[BEGIN]

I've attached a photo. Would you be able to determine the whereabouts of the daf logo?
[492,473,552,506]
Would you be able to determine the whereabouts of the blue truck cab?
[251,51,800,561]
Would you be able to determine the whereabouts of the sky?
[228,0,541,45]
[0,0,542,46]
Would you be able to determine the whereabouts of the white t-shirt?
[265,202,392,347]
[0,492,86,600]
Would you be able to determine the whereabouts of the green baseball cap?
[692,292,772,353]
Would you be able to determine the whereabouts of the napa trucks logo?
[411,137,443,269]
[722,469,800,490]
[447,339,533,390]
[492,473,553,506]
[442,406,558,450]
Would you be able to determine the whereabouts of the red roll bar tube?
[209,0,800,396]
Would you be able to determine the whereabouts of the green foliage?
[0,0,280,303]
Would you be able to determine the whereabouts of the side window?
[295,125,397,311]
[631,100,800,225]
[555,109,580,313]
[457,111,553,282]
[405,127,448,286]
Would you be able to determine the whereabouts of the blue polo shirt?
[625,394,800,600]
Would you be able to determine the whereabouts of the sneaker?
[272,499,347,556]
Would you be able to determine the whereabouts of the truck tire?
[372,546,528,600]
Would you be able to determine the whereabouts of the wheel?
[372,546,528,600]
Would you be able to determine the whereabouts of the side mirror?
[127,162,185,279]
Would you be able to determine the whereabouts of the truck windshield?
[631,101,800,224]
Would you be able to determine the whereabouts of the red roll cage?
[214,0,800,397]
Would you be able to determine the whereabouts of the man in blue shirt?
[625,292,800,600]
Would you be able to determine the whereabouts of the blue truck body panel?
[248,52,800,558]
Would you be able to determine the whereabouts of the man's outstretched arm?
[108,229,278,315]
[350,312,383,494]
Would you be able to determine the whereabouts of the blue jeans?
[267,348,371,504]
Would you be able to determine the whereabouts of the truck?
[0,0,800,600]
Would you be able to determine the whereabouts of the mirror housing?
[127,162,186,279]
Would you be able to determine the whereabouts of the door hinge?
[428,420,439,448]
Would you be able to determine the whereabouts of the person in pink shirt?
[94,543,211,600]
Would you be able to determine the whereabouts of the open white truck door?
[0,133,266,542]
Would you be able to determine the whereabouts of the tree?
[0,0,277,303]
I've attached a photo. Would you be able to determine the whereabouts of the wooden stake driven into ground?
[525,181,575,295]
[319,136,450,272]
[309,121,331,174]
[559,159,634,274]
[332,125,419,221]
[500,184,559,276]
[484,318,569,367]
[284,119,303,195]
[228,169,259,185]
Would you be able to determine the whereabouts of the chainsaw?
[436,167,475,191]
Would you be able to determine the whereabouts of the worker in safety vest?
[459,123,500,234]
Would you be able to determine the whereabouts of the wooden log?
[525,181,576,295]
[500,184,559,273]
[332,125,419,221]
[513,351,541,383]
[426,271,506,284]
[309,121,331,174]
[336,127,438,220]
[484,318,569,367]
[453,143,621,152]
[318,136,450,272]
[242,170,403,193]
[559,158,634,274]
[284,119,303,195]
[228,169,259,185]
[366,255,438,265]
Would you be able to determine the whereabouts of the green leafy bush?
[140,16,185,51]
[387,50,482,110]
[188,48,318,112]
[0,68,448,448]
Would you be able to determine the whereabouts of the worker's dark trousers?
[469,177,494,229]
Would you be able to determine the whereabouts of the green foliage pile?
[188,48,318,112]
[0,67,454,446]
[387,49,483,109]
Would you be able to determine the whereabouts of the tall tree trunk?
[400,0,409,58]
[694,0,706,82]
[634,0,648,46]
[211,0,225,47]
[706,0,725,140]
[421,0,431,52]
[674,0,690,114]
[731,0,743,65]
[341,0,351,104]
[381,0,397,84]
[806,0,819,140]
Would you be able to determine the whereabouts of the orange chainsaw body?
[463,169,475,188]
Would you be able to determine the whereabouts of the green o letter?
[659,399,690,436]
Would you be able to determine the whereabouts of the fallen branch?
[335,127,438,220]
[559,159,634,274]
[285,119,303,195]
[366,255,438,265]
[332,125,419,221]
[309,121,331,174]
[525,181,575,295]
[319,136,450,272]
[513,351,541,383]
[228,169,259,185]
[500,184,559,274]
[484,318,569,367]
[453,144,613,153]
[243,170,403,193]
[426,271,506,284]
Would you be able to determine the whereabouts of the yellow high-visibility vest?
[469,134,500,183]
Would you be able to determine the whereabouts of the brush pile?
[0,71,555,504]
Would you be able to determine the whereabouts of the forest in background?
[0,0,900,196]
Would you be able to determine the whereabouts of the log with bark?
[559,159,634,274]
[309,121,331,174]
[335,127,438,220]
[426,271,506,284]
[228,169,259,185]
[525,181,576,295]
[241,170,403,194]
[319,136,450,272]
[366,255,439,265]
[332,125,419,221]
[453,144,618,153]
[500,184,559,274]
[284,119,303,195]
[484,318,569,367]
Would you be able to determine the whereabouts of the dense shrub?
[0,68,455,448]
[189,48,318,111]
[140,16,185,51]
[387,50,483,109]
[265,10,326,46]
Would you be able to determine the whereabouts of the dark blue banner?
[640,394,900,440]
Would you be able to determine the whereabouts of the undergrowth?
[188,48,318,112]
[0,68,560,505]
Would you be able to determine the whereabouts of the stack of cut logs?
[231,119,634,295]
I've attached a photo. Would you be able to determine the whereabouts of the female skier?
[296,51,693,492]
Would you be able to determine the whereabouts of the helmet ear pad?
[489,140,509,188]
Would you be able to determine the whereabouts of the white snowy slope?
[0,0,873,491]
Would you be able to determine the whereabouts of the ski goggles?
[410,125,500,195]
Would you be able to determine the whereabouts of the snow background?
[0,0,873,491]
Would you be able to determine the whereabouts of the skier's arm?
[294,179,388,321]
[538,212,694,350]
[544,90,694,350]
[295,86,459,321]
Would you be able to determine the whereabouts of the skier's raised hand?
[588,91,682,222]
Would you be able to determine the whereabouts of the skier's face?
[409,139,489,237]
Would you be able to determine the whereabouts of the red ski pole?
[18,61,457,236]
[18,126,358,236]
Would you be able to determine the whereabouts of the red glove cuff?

[END]

● **What this task involves**: Repeat every entry above word for word, from the first line to the last.

● **Completed exercise**:
I've attached a photo. Would you be able to determine the whereabouts of the daf logo?
[492,473,552,506]
Would you be able to determine the whereabouts of the blue truck cab?
[251,51,800,561]
Would you be able to determine the whereabouts of the sky?
[228,0,541,45]
[0,0,542,46]
Would you be able to determine the whereabouts of the white t-shirt?
[265,202,392,347]
[0,492,86,600]
Would you be able to determine the whereabouts of the green baseball cap?
[692,292,772,353]
Would you be able to determine the whereabouts of the napa trucks logo?
[411,137,443,269]
[722,469,800,490]
[447,339,533,390]
[492,473,553,506]
[442,406,558,450]
Would you be able to determine the whereabouts of the red roll bar tube?
[209,0,800,396]
Would you be able to determine the whereabouts of the green foliage?
[0,0,280,303]
Would you be able to determine the whereabouts of the side window?
[295,125,397,311]
[631,100,800,225]
[555,109,580,313]
[457,111,553,282]
[405,127,448,286]
Would you be able to determine the whereabouts of the blue polo shirt?
[625,394,800,600]
Would you be able to determine the whereabouts of the sneaker?
[272,499,347,556]
Would you be able to determine the whereabouts of the truck tire?
[372,546,528,600]
Would you be able to determine the whereabouts of the wheel?
[372,546,528,600]
Would you be able to determine the whereabouts of the side mirror?
[127,162,185,279]
Would you be able to determine the whereabouts of the truck windshield?
[631,101,800,224]
Would you be able to determine the whereabouts of the red roll cage?
[214,0,800,397]
Would you be able to determine the whereabouts of the man in blue shirt?
[625,292,800,600]
Would you be able to determine the whereabouts of the blue truck body panel?
[248,52,800,558]
Would you be able to determine the whereabouts of the man's outstretched arm?
[108,229,278,315]
[350,312,383,494]
Would you be able to determine the whereabouts of the blue jeans?
[267,348,371,504]
Would you be able to determine the whereabouts of the truck?
[0,0,800,600]
Would you be able to determine the whereabouts of the mirror housing?
[127,162,186,279]
Would you be able to determine the whereabouts of the door hinge?
[428,420,439,448]
Would you be able to determine the whereabouts of the person in pink shirt?
[94,543,211,600]
Would you be able to determine the whereabouts of the open white truck door?
[0,133,266,542]
Would you be able to determine the whereabouts of the tree?
[0,0,277,303]
I've attached a photo. Would you be able to determine the whereabouts of the wooden stake driven into ground?
[525,181,575,295]
[319,136,450,272]
[309,121,331,174]
[559,159,634,274]
[332,125,419,221]
[500,184,559,276]
[484,318,569,367]
[284,119,303,195]
[228,169,259,185]
Would you be able to determine the whereabouts of the chainsaw?
[436,167,475,191]
Would you be able to determine the whereabouts of the worker in safety vest?
[459,123,500,234]
Would you be able to determine the whereabouts of the wooden log?
[525,181,576,295]
[500,184,559,273]
[332,125,419,221]
[513,351,541,383]
[426,271,506,284]
[309,121,331,174]
[336,127,438,220]
[484,318,569,367]
[453,143,621,152]
[318,136,450,272]
[242,170,403,193]
[559,158,634,274]
[284,119,303,195]
[228,169,259,185]
[366,255,438,265]
Would you be able to determine the whereabouts of the green leafy bush?
[140,16,185,51]
[387,50,482,110]
[188,48,318,112]
[0,68,448,448]
Would you be able to determine the whereabouts of the worker's dark trousers?
[469,177,494,229]
Would you be able to determine the whereabouts of the green foliage pile?
[188,48,318,112]
[0,67,454,446]
[387,49,483,109]
Would you be able to determine the whereabouts of the tall tree trunk?
[400,0,409,58]
[694,0,706,82]
[634,0,648,46]
[211,0,225,47]
[706,0,725,140]
[421,0,431,52]
[674,0,690,114]
[731,0,743,65]
[341,0,351,104]
[381,0,397,84]
[806,0,819,140]
Would you be able to determine the whereabouts of the orange chainsaw body?
[463,169,475,188]
Would you be able to determine the whereabouts of the green o letter?
[659,399,690,436]
Would you be able to determine the whereabouts of the fallen branch?
[335,127,438,220]
[559,159,634,274]
[285,119,303,195]
[366,255,438,265]
[332,125,419,221]
[309,121,331,174]
[525,181,575,295]
[319,136,450,272]
[513,351,541,383]
[228,169,259,185]
[500,184,559,274]
[484,318,569,367]
[453,144,613,153]
[243,170,403,193]
[426,271,506,284]
Would you be able to determine the whereabouts of the yellow high-visibility vest?
[469,134,500,183]
Would you be able to determine the whereabouts of the brush pile?
[0,71,555,504]
Would you be able to determine the whereabouts of the forest in background?
[0,0,900,196]
Would you be able to determine the whereabouts of the log with bark?
[559,159,634,274]
[309,121,331,174]
[335,127,438,220]
[426,271,506,284]
[228,169,259,185]
[525,181,576,295]
[241,170,403,194]
[319,136,450,272]
[366,255,439,265]
[332,125,419,221]
[453,144,618,153]
[500,184,559,274]
[284,119,303,195]
[484,318,569,367]
Would you be able to determine the whereabouts of the dense shrub?
[0,68,455,448]
[189,48,318,111]
[140,16,185,51]
[387,50,483,109]
[265,10,326,46]
Would you be able to determine the whereabouts of the dark blue banner?
[640,394,900,440]
Would you be able to determine the whereabouts of the undergrowth?
[188,48,318,112]
[0,68,560,505]
Would you be able to determine the whereabouts of the stack of cut logs?
[231,119,634,295]
I've attached a photo. Would you be able to determine the whereabouts of the female skier?
[296,51,693,492]
Would you be able to determine the whereabouts of the helmet ear pad?
[489,140,509,188]
Would you be able to determine the whereabouts of the white snowy slope?
[0,0,873,491]
Would you be able to determine the whereabouts of the ski goggles?
[410,125,500,195]
Would you be able to determine the whereabouts of the snow background?
[0,0,873,491]
Would you be able to determine the whereabouts of the skier's arm?
[294,179,388,321]
[538,212,694,350]
[544,90,694,350]
[295,86,459,321]
Would you be able to determine the whereabouts of the skier's raised hand?
[588,91,682,222]
Would you be able to determine the whereabouts of the skier's face?
[409,139,489,237]
Would you be able to determine the whereabouts of the red ski pole?
[18,61,457,236]
[18,126,358,236]
Would you be able to determine the whereabouts of the red glove cuff?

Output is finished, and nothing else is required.